[Natural language region descriptions]
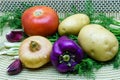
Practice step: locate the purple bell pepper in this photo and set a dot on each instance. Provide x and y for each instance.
(66, 54)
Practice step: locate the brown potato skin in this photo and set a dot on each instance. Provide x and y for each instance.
(99, 43)
(35, 59)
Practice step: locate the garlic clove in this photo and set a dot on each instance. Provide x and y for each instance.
(15, 67)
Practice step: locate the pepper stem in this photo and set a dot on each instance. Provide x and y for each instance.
(34, 46)
(66, 57)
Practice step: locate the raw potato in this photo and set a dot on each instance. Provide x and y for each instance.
(73, 24)
(35, 56)
(98, 42)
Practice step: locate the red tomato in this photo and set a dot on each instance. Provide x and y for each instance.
(40, 20)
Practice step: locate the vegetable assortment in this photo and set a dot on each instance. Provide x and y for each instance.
(80, 40)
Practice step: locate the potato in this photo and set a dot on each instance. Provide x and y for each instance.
(99, 43)
(73, 24)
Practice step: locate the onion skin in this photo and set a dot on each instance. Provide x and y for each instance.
(63, 61)
(35, 57)
(15, 67)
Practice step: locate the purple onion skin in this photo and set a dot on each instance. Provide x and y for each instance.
(59, 47)
(14, 36)
(15, 67)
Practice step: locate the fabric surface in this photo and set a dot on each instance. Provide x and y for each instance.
(48, 72)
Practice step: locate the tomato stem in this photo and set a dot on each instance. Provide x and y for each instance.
(34, 46)
(37, 13)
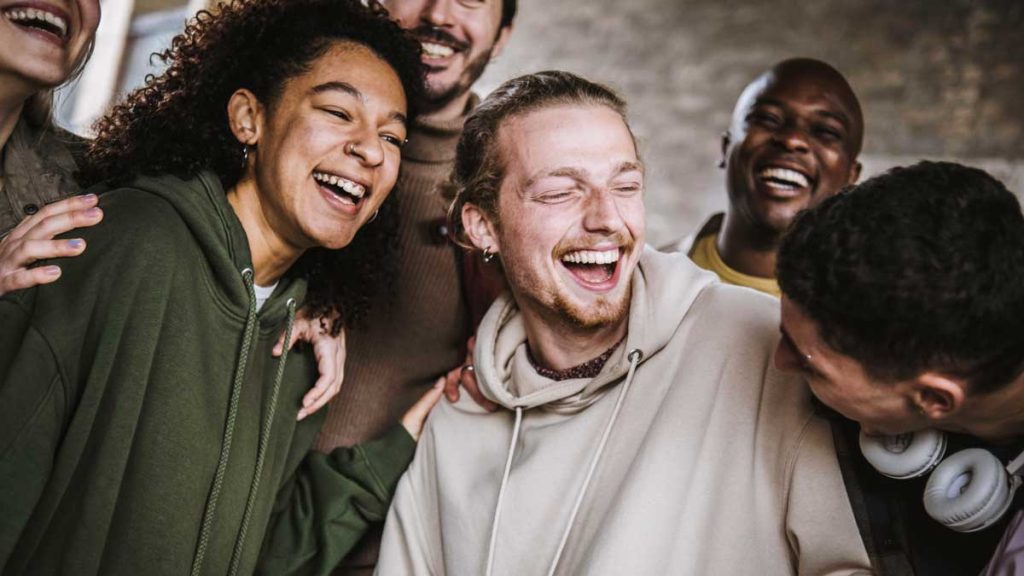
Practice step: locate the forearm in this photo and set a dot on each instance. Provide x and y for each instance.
(331, 501)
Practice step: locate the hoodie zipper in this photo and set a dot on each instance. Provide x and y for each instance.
(635, 356)
(225, 444)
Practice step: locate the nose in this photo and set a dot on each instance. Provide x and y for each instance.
(792, 137)
(602, 212)
(437, 12)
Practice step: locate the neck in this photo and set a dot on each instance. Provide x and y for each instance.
(13, 93)
(449, 111)
(748, 250)
(995, 417)
(559, 344)
(271, 254)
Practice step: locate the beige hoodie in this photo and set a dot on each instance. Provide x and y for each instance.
(690, 456)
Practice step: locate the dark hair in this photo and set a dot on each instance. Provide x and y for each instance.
(478, 168)
(921, 269)
(177, 123)
(508, 12)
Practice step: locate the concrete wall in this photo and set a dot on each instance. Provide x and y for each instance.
(937, 78)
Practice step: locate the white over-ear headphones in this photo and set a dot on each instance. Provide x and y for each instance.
(968, 491)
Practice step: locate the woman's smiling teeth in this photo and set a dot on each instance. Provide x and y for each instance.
(342, 188)
(38, 18)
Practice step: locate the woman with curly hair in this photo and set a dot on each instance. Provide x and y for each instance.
(143, 425)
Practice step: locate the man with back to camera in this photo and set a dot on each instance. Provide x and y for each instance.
(420, 330)
(901, 306)
(644, 429)
(794, 139)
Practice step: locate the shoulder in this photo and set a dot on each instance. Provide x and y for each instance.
(139, 231)
(742, 316)
(685, 245)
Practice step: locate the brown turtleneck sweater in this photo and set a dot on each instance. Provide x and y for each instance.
(420, 333)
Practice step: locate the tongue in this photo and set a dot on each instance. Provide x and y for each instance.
(592, 274)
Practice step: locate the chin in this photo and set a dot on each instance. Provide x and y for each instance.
(607, 310)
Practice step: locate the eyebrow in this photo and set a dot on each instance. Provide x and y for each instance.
(339, 86)
(579, 174)
(837, 116)
(628, 166)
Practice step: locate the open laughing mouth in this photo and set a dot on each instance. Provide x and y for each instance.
(438, 45)
(594, 270)
(345, 191)
(784, 182)
(51, 24)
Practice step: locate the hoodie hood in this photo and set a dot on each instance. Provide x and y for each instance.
(203, 205)
(501, 358)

EXERCISE REQUIREMENTS:
Please return exactly the lines that run from the line with "Practice step: locate the hoodie hood" through the end of the records above, both included, and nothing more.

TASK SOLUTION:
Practice step: locate the hoodie hood in this photo and set a dot on each instance. Provide x and y for each instance.
(203, 205)
(501, 358)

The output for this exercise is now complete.